The PubX Film Festival, a pop-up micro-budget film festival is, well, popping up! – from May 15-17 at the 13th Floor Music Lounge in JJ’s Tavern in Florence. The festival will feature films by talented, but little-known directors. Founding director of the festival, Otis Wheeler, has been organizing the event for about a year, with the help of funding from an organization called Simple Machine, as well as a local Northampton Arts Council grant.
Several of the films in the festival are by local directors, including Sasha Statman-Weil, Christopher O’Brien, and Wheeler himself. Wheeler’s film, which he said he included “reluctantly,” fit well juxtaposed with the film of friend, O’Brien, whose movie is called Video Free Brooklyn. Each film features brief montages of footage from New York City. Some of the directors will be at the film festival, as well as Leah Hager Cohen, the author of book “The Grief of Others,” on which one of the films is based. The festival will also feature local band Black Sky on Sunday night.

────

PROBLEM 1: Extract the passage from the festival article starting at "The PubX Film" and ending at "Arts Council grant.".

────

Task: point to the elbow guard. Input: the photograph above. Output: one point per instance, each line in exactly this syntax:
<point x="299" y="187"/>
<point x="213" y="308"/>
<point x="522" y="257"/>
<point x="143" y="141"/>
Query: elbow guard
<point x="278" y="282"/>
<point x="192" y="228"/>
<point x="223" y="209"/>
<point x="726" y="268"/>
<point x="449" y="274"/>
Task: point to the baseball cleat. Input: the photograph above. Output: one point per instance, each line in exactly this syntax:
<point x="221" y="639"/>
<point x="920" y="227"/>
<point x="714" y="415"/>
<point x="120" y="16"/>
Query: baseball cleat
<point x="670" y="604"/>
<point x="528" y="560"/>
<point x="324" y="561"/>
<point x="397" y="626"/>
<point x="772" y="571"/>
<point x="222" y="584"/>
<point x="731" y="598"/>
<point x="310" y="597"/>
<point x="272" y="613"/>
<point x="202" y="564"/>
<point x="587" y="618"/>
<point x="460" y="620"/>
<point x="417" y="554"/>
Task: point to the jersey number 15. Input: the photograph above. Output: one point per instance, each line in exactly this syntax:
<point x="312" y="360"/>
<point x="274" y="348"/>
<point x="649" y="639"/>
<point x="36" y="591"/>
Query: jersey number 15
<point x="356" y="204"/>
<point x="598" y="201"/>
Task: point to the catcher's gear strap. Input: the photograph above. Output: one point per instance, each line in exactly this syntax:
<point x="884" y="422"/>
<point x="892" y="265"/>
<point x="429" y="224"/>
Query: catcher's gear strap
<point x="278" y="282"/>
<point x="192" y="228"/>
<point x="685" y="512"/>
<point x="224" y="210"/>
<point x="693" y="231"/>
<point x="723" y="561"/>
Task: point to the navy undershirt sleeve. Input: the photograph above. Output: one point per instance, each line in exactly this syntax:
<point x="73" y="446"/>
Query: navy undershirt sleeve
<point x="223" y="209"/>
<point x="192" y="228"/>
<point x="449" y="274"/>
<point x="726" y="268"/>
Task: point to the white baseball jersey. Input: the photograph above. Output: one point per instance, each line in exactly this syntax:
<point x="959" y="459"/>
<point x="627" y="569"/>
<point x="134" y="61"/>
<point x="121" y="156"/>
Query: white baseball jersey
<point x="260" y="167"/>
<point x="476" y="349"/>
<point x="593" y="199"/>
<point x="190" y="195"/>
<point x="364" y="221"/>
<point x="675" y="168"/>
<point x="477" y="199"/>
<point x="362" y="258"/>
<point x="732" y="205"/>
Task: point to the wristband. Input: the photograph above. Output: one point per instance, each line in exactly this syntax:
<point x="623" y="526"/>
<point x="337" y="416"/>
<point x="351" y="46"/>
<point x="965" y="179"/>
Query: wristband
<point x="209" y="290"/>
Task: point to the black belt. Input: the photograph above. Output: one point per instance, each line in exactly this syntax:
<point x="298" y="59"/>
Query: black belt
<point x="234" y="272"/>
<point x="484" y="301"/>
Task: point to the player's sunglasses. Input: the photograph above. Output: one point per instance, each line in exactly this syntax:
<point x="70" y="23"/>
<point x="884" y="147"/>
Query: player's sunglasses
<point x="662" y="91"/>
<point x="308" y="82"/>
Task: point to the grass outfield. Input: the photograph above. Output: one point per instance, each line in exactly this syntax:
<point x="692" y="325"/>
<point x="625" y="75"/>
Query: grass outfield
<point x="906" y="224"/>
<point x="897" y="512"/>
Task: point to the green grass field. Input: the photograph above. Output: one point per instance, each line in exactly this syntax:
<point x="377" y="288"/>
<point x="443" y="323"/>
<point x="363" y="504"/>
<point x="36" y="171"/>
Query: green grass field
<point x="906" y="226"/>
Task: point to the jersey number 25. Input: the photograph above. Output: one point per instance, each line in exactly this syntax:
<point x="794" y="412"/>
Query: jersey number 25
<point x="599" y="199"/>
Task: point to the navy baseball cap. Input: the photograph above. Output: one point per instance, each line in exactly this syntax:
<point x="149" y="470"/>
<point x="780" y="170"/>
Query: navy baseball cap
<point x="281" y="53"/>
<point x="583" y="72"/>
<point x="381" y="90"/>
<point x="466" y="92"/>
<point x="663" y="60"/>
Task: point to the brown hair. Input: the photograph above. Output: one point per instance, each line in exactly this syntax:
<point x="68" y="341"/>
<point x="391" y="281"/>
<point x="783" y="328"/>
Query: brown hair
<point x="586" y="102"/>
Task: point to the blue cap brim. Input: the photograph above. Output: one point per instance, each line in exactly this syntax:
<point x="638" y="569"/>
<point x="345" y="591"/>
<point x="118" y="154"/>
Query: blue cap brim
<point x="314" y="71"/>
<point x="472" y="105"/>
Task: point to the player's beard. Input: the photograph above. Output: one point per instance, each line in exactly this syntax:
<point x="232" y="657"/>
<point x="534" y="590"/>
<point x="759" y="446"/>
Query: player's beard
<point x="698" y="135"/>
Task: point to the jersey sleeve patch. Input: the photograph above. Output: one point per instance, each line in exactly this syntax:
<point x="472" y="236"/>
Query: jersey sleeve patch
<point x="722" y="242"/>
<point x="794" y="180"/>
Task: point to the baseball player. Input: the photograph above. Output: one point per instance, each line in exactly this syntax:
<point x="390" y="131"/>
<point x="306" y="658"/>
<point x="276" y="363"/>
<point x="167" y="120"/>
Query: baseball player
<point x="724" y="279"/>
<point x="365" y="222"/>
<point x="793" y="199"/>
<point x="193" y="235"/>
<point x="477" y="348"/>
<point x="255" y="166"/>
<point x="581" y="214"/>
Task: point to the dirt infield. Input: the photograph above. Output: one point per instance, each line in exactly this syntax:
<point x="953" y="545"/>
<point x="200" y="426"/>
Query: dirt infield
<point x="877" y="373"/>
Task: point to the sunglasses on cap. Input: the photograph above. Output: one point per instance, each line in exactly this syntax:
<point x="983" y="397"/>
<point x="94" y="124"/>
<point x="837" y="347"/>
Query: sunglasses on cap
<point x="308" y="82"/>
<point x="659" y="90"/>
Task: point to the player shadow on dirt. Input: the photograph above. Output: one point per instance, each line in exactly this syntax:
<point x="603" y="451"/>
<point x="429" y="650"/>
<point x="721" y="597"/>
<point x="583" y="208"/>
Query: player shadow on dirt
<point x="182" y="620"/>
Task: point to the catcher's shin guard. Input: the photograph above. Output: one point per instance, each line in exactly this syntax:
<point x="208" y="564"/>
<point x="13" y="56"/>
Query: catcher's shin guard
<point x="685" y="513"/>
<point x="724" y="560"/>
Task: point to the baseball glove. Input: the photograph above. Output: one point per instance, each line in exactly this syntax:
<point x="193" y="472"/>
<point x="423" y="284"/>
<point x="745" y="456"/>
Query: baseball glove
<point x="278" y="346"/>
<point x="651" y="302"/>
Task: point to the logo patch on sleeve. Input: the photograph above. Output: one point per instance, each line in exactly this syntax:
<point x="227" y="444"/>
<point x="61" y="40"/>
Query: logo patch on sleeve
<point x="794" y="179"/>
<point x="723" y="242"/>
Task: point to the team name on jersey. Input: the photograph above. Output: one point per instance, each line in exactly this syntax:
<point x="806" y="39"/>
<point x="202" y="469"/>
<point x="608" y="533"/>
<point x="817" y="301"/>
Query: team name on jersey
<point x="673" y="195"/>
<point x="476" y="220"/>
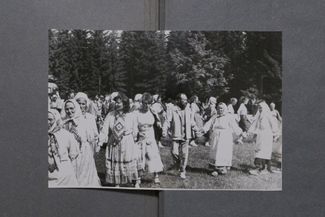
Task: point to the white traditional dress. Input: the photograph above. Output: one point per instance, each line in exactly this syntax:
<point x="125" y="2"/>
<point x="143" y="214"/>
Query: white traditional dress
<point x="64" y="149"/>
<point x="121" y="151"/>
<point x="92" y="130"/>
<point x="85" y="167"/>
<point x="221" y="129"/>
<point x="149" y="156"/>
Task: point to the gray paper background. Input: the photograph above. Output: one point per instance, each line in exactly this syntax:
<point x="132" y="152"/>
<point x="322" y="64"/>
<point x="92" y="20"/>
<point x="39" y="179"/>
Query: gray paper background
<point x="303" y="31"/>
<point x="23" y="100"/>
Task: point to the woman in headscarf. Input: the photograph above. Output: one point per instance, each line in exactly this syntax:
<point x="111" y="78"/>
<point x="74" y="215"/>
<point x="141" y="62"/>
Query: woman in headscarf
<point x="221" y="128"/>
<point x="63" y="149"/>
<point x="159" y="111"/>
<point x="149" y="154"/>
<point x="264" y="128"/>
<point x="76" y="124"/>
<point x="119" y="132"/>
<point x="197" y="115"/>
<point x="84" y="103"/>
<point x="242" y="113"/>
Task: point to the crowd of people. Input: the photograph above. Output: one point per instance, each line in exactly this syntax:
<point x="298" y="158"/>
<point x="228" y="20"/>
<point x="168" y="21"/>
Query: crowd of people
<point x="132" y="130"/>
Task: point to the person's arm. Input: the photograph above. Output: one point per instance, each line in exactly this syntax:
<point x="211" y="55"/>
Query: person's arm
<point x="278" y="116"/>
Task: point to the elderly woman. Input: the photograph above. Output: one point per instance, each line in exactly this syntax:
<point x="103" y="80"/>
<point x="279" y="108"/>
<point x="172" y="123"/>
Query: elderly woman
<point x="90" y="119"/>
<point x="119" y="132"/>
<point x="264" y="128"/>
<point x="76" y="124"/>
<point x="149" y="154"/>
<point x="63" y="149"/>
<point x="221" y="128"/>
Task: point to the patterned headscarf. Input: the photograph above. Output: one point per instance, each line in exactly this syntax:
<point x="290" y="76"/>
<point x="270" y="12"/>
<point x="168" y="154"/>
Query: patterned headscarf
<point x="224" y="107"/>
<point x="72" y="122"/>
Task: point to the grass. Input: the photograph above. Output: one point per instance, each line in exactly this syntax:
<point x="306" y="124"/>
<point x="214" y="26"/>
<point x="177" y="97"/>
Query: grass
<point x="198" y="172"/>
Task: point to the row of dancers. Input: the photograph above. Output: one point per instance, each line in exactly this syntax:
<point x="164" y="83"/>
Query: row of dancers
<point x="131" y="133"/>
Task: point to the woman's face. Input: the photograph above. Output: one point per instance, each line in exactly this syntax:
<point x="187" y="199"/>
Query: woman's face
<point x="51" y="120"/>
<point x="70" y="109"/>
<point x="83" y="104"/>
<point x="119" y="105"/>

────

PROBLEM 2: How many lines in the listing above contain the string "sleeve"? Reply with the number only.

CORRECT RESPONSE 1:
The PubX Film Festival, a pop-up micro-budget film festival is, well, popping up! – from May 15-17 at the 13th Floor Music Lounge in JJ’s Tavern in Florence. The festival will feature films by talented, but little-known directors. Founding director of the festival, Otis Wheeler, has been organizing the event for about a year, with the help of funding from an organization called Simple Machine, as well as a local Northampton Arts Council grant.

CORRECT RESPONSE 2: 6